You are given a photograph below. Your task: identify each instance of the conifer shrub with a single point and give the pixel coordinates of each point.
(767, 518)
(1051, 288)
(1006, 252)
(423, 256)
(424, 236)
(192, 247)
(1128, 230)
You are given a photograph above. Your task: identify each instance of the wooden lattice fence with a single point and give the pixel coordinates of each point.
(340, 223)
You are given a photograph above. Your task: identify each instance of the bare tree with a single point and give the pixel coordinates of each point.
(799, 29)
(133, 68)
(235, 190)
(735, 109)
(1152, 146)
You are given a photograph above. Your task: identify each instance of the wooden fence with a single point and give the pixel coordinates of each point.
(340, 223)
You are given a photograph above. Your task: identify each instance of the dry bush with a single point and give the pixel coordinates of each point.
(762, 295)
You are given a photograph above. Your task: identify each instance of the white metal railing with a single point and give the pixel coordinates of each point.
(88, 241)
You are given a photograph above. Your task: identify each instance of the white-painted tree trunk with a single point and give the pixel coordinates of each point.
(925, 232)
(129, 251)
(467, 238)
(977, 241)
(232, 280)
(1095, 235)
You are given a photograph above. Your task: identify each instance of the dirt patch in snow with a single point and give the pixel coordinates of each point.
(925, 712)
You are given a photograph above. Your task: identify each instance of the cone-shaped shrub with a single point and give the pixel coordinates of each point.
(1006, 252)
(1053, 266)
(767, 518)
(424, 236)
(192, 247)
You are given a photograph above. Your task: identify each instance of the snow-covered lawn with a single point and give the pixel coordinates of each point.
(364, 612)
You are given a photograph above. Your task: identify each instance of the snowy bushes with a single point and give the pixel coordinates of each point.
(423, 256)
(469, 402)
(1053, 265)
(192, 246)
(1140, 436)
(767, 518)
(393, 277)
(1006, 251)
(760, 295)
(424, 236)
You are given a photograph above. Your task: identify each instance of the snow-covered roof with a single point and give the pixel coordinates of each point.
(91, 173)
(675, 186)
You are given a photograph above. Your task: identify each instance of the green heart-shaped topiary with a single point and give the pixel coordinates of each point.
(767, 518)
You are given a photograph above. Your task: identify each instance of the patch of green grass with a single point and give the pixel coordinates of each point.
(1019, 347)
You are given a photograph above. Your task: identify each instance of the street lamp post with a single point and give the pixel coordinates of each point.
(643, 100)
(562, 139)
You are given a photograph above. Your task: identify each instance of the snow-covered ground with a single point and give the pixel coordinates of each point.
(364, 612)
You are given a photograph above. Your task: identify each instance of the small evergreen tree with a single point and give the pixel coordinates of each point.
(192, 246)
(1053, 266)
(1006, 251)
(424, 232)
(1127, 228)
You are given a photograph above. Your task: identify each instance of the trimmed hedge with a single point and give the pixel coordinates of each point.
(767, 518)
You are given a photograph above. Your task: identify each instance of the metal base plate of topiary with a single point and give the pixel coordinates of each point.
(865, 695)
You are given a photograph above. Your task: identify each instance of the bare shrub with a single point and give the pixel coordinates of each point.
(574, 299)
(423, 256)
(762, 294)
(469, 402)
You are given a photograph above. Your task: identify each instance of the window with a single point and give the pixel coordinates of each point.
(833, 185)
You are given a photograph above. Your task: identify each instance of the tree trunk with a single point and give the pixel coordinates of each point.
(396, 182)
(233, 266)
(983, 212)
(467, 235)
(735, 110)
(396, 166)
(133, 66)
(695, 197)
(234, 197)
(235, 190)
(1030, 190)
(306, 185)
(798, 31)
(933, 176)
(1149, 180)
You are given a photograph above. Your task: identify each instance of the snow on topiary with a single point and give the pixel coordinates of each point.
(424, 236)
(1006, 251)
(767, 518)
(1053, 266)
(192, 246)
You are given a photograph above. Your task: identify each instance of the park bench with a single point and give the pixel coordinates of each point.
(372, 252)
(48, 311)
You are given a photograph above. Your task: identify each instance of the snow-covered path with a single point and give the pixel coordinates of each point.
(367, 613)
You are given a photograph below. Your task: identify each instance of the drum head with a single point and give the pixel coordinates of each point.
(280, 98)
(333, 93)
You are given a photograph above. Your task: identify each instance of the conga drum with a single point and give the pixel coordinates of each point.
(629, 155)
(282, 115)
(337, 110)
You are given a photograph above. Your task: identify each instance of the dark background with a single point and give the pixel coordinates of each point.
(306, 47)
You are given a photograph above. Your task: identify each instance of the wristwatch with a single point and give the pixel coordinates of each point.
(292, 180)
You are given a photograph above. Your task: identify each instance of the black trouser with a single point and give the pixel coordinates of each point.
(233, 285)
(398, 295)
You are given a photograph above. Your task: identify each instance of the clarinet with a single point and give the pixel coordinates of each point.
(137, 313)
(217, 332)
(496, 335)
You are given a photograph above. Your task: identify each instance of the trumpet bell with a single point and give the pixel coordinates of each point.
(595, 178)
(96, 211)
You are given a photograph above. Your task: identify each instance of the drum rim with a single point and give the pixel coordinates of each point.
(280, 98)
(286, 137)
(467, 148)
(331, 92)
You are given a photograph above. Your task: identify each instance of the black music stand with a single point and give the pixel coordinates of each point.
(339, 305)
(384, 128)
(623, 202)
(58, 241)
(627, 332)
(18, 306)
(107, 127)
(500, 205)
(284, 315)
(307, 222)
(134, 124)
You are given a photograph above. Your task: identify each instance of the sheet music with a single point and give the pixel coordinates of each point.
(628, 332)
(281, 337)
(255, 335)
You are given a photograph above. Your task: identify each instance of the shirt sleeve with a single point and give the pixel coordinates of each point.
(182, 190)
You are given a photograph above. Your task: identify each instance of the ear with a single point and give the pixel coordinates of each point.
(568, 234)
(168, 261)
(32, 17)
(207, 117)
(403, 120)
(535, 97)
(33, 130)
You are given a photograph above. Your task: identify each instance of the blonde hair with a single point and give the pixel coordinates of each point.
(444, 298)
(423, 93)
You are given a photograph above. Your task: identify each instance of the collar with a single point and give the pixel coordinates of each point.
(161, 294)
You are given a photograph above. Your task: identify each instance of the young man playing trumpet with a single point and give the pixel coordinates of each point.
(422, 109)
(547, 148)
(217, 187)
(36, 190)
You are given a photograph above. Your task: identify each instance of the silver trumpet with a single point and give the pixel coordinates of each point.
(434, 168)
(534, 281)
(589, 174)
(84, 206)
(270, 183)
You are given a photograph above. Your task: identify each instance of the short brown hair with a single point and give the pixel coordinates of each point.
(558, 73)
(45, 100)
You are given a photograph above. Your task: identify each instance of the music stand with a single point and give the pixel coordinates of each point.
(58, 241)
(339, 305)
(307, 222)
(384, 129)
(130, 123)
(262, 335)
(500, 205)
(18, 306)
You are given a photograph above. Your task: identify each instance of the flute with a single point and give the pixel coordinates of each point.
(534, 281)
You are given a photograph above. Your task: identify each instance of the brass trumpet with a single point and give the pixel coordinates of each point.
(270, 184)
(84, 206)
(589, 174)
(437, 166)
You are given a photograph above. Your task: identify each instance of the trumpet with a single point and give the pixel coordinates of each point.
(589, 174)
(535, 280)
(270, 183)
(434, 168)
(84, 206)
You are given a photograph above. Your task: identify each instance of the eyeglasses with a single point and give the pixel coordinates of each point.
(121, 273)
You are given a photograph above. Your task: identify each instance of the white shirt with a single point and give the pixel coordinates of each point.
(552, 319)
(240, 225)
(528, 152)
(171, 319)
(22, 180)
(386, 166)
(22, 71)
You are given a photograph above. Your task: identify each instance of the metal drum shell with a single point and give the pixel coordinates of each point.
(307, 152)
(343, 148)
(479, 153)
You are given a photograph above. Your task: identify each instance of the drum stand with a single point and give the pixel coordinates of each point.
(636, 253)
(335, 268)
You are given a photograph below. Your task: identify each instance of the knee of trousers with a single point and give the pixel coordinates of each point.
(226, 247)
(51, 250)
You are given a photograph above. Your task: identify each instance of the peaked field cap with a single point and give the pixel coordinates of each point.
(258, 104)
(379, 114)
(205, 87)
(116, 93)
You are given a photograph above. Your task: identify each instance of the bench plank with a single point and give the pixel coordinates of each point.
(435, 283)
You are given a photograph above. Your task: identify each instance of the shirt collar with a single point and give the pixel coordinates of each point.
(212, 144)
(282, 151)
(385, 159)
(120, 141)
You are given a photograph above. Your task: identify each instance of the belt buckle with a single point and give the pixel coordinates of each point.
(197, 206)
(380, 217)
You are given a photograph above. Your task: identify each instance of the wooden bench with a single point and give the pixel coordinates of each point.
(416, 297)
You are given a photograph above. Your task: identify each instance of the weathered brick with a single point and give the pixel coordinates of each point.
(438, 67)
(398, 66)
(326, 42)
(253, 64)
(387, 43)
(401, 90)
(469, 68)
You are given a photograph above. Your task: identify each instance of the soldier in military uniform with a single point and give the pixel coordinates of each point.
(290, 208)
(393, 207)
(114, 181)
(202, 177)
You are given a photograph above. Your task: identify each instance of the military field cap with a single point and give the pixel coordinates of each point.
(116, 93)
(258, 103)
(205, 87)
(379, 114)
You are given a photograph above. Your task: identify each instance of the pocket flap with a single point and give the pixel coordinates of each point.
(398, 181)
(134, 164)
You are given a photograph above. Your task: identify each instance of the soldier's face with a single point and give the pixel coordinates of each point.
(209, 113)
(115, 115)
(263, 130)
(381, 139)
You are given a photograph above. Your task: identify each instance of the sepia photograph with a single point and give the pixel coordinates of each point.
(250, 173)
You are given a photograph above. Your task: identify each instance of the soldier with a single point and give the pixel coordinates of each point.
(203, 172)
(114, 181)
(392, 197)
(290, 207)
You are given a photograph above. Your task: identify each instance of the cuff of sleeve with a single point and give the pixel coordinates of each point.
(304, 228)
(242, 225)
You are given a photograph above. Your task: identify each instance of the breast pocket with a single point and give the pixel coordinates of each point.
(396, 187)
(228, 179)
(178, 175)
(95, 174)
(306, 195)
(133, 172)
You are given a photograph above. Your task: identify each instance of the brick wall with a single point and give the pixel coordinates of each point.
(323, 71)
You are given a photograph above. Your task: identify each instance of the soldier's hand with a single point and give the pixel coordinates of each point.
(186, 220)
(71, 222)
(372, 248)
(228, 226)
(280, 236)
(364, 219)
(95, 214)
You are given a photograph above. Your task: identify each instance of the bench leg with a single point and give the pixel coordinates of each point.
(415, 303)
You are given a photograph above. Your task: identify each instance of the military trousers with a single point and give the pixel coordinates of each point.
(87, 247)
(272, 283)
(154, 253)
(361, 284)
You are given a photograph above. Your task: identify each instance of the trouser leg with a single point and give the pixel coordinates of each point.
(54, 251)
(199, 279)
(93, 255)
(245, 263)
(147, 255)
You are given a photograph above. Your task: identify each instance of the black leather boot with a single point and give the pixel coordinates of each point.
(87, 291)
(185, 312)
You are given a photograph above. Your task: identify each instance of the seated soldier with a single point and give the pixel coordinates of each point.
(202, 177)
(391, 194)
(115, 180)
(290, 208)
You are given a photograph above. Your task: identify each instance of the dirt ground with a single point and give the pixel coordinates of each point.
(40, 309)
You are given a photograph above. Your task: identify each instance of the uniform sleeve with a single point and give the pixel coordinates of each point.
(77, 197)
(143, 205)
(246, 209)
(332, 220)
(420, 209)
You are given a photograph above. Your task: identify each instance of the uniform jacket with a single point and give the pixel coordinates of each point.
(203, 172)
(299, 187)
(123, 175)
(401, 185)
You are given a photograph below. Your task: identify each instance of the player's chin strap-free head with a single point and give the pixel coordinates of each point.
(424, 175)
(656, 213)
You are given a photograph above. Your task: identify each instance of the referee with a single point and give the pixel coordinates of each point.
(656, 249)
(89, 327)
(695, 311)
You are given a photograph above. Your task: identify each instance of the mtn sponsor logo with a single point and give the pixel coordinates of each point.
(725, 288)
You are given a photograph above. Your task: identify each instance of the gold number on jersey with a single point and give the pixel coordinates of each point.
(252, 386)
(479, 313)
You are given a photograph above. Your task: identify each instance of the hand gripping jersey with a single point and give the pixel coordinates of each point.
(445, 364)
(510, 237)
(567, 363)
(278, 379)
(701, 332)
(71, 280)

::::

The exact lines from the one containing "of the hand" through the end of the listing above are the expected output; include nothing else.

You are given a photograph above. Your task: identify each instance of the hand gripping jersey with a single point and give the pixel coordinates of each point.
(445, 364)
(510, 237)
(567, 363)
(278, 379)
(701, 332)
(71, 280)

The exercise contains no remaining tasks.